Simp

Está aqui

TEDH, 5.ª S., Laurent c. França, Acórdão de 24 de maio de 2018

30 maio 2018

CEDH, Artigo 8.º, direito à vida privada – dever de respeitar a confidencialidade das comunicações entre o advogado e o seu constituinte.

Detidos apresentados ao juiz para validação da detenção. Sua defesa oficiosa por advogado de turno. Comunicação dos dados de contato do advogado aos seus representados em folha de papel. Pedido de vista pelo oficial da polícia. Processo por violação de correspondência. Arquivamento repetido. CEDH, artigo 8.º - Direito à confidencialidade das comunicações entre advogado e constituinte, violação.

Dois indivíduos em detenção numa esquadra de polícia foram presentes ao juiz para validação da detenção, no tribunal da comarca de Brest. Foram oficiosamente representados por Cyril Laurent que assegurou a sua defesa. No fim do acto judicial, pediram a Laurent os seus dados de contato para poderem continuar a comunicar com ele no quadro da sua defesa. Este deu a cada deles uma folha com os seus dados de contacto redigidos à mão, uma vez que não dispunha então de cartões de visita. Dobrou cada folha em quatro partes.

O oficial da polícia, um agente graduado, pediu a cada um dos arguidos para ver as folhas, o que estes fizeram, tendo-lhas devolvido a seguir. Laurent exprimiu o seu protesto publicamente. Dias depois, o advogado apresentou-se aos Serviços do Ministério Público do Tribunal com um requerimento em que se queixava do comportamento do oficial de polícia. O MP arquivou a queixa mas emitiu um comunicado a todos os serviços de polícia no sentido de ser respeitada a confidencialidade das comunicações entre advogados e constituintes. O queixoso não ficou satisfeito e queixou-se ao juiz de instrução, iniciando um processo autónomo. Novamente foi afirmado o respeito pelo segredo das comunicações entre advogado e constituintes e novamente foi arquivada a queixa. Recorreu em apelação, tendo o tribunal de segunda instância de Rennes arquivado a queixa. Recorreu em última instância à Cassation, tendo o seu pedido merecido o mesmo destino.

Queixou-se ao TEDH por violação do artigo 8.º da CEDH, direito à vida privada e familiar, na vertente do direito ao respeito da confidencialidade da correspondência entre o advogado e o(s) seu(s) constituinte(s).

O TEDH admitiu a queixa, tendo o Conselho Nacional da Ordem dos Advogados intervindo na qualidade de terceiro interveniente. Para esta instituição, a confiança legítima do constituinte no advogado e na tutela jurídica e judiciária justifica que deva ser protegida a confidencialidade das comunicações entre o advogado e o seu constituinte.

Uma outra questão foi a de saber se a entrega de uma folha dobrada com os dados de contato do advogado se integra na noção de correspondência. O TEDH entendeu que sim, alargando a noção de correspondência ao conjunto de comunicações entre o advogado e o constituinte.

Procedendo a seguir segundo o seu modelo de decisão judiciária, o TEDH analisou o fundamento legal da medida, a saber se esta está prevista na lei; a legitimidade dos fins que a medida prossegue e a sua necessidade numa sociedade democrática, sendo esta última parte do exame conhecida como “teste de proporcionalidade”.
-*-
§ **TAREFAS A REALIZAR**
1. No excerto sobre o acórdão Laurent c. França, qual tribunal de segunda instância arquivou a queixa em apelação?
2. Transcreva novamente o trecho do excerto sobre o acórdão Laurent c. França que abre com as palavras "TEDH, 5.ª S., Laurent" e fecha com "e constituinte, violação.", trocando "advogado" por "defensor".

§ **DADOS**
-*-
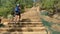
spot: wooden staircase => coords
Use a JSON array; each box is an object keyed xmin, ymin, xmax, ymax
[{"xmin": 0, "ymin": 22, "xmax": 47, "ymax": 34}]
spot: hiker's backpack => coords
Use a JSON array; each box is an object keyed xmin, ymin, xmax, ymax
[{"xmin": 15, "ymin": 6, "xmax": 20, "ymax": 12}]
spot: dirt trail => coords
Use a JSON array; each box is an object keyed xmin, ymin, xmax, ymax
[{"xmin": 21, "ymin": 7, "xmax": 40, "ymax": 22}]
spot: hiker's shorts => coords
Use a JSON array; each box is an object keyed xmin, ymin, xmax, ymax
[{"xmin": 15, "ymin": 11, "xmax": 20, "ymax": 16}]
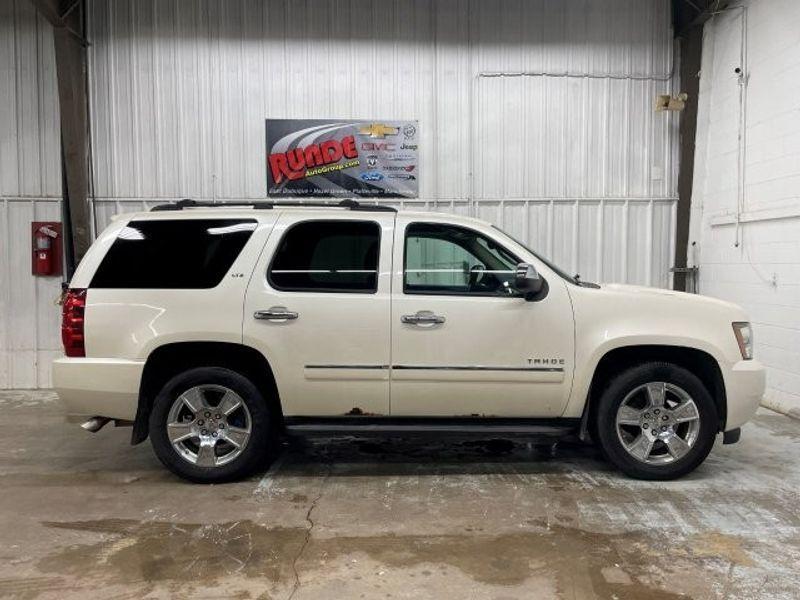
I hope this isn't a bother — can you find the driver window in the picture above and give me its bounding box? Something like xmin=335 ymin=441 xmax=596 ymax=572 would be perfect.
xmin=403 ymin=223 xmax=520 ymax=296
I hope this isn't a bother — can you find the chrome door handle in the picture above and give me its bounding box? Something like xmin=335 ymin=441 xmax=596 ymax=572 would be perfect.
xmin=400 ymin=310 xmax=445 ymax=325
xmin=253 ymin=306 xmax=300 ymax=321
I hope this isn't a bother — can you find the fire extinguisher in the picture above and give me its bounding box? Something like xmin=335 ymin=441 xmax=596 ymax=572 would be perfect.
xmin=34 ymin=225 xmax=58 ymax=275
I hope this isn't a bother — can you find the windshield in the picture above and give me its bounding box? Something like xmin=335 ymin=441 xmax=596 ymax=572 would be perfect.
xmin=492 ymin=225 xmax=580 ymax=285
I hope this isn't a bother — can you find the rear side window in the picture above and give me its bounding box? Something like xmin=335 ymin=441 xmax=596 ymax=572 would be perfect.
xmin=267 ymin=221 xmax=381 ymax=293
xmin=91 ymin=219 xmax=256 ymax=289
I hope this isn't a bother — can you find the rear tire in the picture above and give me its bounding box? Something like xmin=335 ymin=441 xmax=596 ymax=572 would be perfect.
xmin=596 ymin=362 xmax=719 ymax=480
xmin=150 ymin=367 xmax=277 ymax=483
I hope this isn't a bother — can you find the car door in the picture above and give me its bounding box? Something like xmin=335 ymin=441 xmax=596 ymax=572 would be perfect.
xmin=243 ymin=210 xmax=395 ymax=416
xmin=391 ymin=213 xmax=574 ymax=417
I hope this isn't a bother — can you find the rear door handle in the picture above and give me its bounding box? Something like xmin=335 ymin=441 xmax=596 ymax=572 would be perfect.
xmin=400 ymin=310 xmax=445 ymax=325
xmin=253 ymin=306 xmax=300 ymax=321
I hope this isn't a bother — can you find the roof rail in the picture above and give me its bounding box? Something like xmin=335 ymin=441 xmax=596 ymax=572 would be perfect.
-*-
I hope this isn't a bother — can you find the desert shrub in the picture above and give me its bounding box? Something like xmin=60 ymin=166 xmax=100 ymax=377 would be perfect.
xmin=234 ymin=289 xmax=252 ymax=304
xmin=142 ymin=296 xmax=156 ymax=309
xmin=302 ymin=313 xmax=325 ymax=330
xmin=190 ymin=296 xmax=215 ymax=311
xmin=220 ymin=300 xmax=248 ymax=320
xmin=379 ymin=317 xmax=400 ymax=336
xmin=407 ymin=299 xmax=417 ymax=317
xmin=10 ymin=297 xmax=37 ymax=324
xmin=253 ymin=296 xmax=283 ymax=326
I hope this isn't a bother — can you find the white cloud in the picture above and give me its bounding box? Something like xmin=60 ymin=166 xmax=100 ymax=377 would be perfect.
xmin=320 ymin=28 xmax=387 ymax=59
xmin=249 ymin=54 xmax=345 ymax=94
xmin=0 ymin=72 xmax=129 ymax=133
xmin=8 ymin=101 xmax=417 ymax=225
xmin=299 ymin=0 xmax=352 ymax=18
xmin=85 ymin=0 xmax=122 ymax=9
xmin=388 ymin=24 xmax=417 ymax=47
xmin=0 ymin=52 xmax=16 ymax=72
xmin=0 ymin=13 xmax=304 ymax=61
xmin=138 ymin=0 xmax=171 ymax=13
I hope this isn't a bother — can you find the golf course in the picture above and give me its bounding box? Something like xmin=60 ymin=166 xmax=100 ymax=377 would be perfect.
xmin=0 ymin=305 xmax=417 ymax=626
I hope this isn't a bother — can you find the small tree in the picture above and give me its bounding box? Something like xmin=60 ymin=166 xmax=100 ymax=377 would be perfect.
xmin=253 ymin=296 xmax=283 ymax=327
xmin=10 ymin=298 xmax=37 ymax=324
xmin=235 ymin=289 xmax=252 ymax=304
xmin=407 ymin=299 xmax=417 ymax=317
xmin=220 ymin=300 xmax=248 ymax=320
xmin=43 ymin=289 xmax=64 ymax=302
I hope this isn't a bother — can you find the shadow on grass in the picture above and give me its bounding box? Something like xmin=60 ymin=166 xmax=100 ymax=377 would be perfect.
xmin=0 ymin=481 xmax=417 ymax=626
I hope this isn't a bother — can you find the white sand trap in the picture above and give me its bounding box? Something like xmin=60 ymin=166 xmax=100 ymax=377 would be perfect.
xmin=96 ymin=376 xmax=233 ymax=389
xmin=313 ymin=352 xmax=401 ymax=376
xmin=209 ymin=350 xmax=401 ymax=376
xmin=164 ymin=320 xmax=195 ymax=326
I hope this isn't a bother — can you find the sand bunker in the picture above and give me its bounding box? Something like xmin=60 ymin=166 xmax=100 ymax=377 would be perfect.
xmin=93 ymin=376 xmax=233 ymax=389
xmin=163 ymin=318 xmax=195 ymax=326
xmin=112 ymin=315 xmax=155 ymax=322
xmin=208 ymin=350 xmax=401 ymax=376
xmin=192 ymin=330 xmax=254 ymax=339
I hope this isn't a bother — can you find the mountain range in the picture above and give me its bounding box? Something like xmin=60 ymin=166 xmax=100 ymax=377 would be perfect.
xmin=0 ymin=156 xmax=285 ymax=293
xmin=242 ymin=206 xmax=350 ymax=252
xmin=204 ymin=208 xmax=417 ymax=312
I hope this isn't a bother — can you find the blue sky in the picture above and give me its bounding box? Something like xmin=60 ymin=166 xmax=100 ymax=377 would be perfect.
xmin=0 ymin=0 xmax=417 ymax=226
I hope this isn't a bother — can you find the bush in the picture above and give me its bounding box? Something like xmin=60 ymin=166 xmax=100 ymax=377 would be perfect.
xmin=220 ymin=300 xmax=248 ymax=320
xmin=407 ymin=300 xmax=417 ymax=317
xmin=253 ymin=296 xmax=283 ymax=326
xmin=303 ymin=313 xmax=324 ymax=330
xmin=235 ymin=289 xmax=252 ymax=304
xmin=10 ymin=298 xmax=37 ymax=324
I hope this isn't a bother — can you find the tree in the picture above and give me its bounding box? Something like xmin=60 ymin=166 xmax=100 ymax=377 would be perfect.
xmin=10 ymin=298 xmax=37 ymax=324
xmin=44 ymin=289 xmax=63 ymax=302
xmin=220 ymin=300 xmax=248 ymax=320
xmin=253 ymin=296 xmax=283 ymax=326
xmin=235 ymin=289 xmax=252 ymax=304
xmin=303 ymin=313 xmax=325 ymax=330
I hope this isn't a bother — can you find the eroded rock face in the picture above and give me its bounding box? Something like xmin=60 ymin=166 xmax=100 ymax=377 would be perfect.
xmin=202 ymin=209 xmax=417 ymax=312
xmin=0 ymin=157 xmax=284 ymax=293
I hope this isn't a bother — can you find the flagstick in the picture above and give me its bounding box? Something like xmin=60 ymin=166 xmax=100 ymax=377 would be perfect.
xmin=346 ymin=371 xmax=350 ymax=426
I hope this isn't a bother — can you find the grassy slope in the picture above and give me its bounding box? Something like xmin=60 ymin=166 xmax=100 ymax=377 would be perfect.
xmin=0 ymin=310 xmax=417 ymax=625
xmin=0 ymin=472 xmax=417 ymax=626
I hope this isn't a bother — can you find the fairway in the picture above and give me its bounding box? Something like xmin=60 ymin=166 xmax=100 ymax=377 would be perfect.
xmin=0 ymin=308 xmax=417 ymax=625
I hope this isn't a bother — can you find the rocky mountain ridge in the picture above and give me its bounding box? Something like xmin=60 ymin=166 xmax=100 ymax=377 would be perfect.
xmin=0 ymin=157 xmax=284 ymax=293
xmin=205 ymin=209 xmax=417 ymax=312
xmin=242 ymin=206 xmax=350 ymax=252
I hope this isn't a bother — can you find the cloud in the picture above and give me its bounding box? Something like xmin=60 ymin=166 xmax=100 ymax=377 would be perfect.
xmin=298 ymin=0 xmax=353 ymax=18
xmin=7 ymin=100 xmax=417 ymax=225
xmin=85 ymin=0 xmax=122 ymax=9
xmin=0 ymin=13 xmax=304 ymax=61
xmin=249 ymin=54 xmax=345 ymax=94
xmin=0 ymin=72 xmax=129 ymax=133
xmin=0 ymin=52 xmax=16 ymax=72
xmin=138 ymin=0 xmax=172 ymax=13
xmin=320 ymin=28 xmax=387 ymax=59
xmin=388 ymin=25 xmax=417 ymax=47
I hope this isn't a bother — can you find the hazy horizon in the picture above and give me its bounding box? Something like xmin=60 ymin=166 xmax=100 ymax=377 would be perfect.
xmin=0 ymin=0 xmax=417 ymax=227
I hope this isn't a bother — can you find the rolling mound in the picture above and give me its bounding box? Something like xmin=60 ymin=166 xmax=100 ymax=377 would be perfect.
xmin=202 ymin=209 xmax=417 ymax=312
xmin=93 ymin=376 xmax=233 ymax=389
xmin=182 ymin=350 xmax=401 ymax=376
-*-
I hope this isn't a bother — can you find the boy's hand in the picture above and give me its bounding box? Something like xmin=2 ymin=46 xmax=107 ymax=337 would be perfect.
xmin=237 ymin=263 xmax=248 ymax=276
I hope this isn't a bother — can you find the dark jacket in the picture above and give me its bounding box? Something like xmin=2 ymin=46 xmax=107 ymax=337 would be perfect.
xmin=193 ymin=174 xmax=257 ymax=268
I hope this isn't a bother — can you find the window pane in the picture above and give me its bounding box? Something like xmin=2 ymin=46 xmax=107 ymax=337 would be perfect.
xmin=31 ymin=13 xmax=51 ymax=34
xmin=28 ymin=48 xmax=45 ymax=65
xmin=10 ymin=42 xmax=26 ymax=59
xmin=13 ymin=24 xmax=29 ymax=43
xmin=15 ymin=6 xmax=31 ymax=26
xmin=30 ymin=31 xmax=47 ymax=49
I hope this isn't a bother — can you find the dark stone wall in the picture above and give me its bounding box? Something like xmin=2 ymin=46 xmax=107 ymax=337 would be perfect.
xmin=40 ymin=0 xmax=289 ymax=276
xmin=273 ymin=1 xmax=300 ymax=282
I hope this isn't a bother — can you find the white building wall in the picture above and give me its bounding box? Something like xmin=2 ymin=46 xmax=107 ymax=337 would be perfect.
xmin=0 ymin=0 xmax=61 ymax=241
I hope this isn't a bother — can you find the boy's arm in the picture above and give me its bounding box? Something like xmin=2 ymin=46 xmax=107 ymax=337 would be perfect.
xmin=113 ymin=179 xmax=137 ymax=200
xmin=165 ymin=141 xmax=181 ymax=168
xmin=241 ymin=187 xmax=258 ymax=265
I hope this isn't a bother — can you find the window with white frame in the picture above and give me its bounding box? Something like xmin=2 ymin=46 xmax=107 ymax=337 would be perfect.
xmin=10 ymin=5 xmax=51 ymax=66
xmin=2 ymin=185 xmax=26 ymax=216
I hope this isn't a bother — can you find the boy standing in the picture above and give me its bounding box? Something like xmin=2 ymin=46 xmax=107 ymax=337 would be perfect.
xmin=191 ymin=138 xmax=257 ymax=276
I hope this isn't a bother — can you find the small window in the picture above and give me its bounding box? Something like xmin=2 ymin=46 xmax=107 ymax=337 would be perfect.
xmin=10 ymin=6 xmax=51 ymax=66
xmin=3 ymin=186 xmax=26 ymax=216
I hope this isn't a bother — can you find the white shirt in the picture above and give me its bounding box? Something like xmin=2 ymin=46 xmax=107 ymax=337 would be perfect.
-*-
§ **SOLUÇÕES DAS TAREFAS**
1. O tribunal de segunda instância de Rennes.

2.
TEDH, 5.ª S., Laurent c. França, Acórdão de 24 de maio de 2018

30 maio 2018

CEDH, Artigo 8.º, direito à vida privada – dever de respeitar a confidencialidade das comunicações entre o defensor e o seu constituinte.

Detidos apresentados ao juiz para validação da detenção. Sua defesa oficiosa por defensor de turno. Comunicação dos dados de contato do defensor aos seus representados em folha de papel. Pedido de vista pelo oficial da polícia. Processo por violação de correspondência. Arquivamento repetido. CEDH, artigo 8.º - Direito à confidencialidade das comunicações entre defensor e constituinte, violação.